--- Page ---

Active offseason will follow disastrous 2018 Orioles season -

Rich Dubroff

Active offseason will follow disastrous 2018 Orioles season

The worst season in the history of the Baltimore Orioles is over, and now an eventful offseason is about to begin. Manager Buck Showalter is expected to be replaced, perhaps as early as Monday, and there’s no word on whether Dan Duquette, the team’s longtime executive vice president of baseball operations, is staying.

Showalter, who is 24th on the all-time managers’ win list, not only skippered a team that was the worst in franchise history but one of the worst in baseball history.

The Orioles finished 47-115 and were consistently bad, losing 19 or 20 games in April, May, June, August and September. They never had a winning streak of more than four games but had 11 losing streaks of five or more.

By the end of April, the Orioles had lost 20 of 28 and were already 12 ½ games out of the American League East lead. Things got worse when the team lost seven straight in a West Coast trip against the Los Angeles Angels and Oakland Athletics.

And, when the team returned to Baltimore, Dylan Bundy allowed four home runs to Kansas City’s first seven batters, something that had never been done in baseball history.

“It’s disappointing, obviously, because you’re coming in the year and you thought you were going to be a great competitive team on paper,” Trey Mancini said.

“It certainly seemed to be that way, and we never really could bounce back from that April. It was tough for us. We didn’t play to the best of our ability and things, I think, especially after the West Coast road trip to Anaheim and Oakland, that was pretty tough for us, too. It might have taken the wind out of our sails, too.

“I think at that point, everybody kind of knew what was going to happen at the trade deadline. We did what we had to do there.”

When the Orioles traded Manny Machado to the Los Angeles Dodgers at the All-Star break, they had a record of 28-69 for a winning percentage of .289. After they dealt Machado, they were 19-46, and their winning percentage was nearly the same: .292.


The team used a record 56 players, including 15 who made their major league debut.

“You’re going to have a lot of new guys, a lot of young guys making their major league debuts,” Mancini said. “You kind of know that you’re not going to win as many games when that’s the case. I think it was important for a lot of us to start playing together and get to know each other and hopefully take all the lessons and use that to better ourselves next year. We have a good group here, and it just takes a while to kind of mesh.”

---

Written request 1: Quote the article on the Orioles' 2018 season word for word, starting at "The Orioles finished" and ending at "done in baseball history.".
Written request 2: Name every month in which the article on the Orioles' 2018 season says the team lost 19 or 20 games.
Written request 3: Write what comes next in the article on the Orioles' 2018 season, picking up after its final sentence.
The data after this point comes from a source other than the article on the Orioles' 2018 season.

--- Records provided ---

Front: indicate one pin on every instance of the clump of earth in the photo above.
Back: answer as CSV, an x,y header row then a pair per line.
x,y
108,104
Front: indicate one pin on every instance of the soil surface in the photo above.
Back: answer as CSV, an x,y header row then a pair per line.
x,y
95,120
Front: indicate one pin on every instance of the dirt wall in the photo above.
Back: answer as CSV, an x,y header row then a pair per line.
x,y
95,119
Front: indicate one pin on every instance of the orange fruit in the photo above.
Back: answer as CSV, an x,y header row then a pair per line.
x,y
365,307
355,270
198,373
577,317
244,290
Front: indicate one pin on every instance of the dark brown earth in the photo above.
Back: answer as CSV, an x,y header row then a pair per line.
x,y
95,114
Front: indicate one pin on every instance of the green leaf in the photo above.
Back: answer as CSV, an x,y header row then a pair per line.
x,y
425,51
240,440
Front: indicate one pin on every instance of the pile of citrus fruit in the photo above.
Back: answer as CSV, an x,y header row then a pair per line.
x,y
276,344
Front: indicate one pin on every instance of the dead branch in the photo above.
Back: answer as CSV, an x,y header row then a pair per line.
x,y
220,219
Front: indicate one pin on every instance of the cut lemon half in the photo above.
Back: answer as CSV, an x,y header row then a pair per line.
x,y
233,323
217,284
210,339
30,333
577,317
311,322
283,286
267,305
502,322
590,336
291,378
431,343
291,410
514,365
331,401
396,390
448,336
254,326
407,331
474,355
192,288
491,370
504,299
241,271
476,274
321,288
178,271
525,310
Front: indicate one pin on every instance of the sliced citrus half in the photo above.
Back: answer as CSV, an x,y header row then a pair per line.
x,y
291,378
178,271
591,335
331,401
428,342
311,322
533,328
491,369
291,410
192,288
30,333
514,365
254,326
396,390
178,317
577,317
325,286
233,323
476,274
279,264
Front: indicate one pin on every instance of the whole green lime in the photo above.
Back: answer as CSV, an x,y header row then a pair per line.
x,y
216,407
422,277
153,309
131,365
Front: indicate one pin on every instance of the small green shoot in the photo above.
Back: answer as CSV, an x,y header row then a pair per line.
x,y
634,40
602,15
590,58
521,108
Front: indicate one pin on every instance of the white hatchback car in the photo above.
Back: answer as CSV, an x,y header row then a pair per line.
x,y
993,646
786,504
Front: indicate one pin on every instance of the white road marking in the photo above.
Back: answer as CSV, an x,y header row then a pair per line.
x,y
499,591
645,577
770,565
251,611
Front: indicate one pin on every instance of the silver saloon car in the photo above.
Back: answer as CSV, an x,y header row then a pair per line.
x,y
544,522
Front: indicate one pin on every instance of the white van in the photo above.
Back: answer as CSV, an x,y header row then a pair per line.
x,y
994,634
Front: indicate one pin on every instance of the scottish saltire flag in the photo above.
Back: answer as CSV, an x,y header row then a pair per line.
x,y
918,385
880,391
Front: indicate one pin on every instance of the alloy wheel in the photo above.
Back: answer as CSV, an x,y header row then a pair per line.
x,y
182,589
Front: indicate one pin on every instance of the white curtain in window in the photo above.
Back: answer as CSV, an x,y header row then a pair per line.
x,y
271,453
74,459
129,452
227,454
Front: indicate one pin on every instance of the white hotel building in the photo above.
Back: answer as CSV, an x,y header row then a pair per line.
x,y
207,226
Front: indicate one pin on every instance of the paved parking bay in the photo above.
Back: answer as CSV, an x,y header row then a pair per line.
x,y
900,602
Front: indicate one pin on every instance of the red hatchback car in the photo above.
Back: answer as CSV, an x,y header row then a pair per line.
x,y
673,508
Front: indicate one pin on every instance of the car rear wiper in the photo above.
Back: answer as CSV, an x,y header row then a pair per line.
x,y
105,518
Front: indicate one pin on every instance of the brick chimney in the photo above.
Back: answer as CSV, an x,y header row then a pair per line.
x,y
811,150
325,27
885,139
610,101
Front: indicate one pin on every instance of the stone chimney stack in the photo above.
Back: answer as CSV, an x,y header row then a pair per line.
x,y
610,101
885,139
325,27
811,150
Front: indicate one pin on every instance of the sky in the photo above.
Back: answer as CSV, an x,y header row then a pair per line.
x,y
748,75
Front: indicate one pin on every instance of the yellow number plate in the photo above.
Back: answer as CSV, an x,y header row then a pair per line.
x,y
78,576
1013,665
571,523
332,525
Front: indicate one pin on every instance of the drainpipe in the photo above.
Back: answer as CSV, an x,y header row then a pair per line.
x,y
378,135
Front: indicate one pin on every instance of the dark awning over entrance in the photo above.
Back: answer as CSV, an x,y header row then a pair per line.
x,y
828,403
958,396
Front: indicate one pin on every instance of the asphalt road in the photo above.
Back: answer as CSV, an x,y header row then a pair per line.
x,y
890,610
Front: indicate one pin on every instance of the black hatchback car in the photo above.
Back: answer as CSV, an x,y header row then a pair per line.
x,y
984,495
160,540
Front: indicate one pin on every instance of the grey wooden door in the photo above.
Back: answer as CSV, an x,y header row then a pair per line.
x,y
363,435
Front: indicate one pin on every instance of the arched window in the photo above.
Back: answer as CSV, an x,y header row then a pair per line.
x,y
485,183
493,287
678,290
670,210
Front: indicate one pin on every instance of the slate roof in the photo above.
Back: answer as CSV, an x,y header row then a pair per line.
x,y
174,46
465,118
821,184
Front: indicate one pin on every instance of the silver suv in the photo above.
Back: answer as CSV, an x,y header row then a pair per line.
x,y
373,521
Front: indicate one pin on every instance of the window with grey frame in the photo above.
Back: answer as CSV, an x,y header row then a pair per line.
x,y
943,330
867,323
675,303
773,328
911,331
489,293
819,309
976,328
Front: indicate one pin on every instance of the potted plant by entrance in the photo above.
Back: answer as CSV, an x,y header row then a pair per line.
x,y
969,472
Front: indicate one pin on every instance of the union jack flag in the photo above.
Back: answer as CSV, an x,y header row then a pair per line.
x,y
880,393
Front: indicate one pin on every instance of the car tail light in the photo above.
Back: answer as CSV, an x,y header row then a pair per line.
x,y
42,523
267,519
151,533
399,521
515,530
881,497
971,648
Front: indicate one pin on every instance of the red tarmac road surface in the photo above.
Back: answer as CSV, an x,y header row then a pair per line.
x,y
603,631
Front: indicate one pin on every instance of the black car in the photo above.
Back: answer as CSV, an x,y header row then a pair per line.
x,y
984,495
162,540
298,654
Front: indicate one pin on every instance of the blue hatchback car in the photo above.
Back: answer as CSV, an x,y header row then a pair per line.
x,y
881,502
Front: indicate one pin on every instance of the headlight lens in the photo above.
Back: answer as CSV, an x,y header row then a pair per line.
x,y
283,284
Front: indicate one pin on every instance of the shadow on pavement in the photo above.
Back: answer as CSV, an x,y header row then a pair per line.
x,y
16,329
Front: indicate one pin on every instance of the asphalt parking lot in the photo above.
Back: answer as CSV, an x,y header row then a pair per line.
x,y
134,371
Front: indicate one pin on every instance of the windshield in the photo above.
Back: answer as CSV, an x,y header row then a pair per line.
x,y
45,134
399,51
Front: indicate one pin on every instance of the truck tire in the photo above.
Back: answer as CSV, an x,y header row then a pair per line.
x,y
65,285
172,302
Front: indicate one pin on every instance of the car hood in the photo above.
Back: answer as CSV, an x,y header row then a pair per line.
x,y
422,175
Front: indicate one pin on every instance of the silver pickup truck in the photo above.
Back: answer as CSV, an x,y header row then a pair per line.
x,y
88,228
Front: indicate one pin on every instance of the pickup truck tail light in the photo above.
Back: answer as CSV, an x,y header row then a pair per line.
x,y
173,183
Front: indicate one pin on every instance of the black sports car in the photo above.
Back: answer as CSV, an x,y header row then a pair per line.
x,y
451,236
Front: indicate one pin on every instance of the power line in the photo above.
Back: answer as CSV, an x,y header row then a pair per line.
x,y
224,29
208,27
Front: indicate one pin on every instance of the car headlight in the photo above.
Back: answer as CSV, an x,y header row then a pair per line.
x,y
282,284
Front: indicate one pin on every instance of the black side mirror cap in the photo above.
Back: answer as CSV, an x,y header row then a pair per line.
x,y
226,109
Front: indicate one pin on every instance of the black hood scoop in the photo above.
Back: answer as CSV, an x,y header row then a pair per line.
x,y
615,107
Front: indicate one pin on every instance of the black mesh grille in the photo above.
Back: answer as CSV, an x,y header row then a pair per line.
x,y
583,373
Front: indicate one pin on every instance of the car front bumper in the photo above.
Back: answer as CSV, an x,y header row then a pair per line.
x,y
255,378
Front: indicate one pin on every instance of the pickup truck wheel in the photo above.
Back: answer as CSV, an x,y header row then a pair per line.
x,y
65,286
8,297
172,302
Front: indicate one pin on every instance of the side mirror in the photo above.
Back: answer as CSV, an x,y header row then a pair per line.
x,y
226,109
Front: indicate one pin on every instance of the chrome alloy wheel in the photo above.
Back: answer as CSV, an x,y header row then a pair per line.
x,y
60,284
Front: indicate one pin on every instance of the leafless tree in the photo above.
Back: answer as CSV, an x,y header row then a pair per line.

---

Exercise response 1:
The Orioles finished 47-115 and were consistently bad, losing 19 or 20 games in April, May, June, August and September. They never had a winning streak of more than four games but had 11 losing streaks of five or more.

By the end of April, the Orioles had lost 20 of 28 and were already 12 ½ games out of the American League East lead. Things got worse when the team lost seven straight in a West Coast trip against the Los Angeles Angels and Oakland Athletics.

And, when the team returned to Baltimore, Dylan Bundy allowed four home runs to Kansas City’s first seven batters, something that had never been done in baseball history.

Exercise response 2: April, May, June, August, September

Exercise response 3:
The Orioles won a game in each of their final six series, avoiding a long losing streak to end the season. Each win was in the final game of those six series.

Mancini, who finished third in the American League Rookie of the Year voting in 2017, slumped early in the season but perked up to finish with a .242 average, 24 home runs,  tying him with Machado for the team lead, and 58 RBIs. He said that good came out of the season.

“Absolutely, I think I take actually a lot of positives from it,” Mancini said.

“Just going through something like this, you kind of use it for the future as a motivation tool, knowing how to get yourself out of a rut, or a big slump, if you’re going through it. You learn a lot about yourself in struggles, and I think everybody here can take a lot of lessons from this year and better themselves for the future.”

Fewer people watched the Orioles in person. The team drew 1,564,192, a drop of about 464,000 from 2017, and the smallest full-season attendance since 1978.

Showalter doesn’t blame the fans for not supporting a losing team.

“Attendance is down. That’s our fault—not theirs,” he said.

“People have a lot of decisions in their lives to make about what they’re doing,” Showalter said. “It’s up to us to give them something they want to embrace.”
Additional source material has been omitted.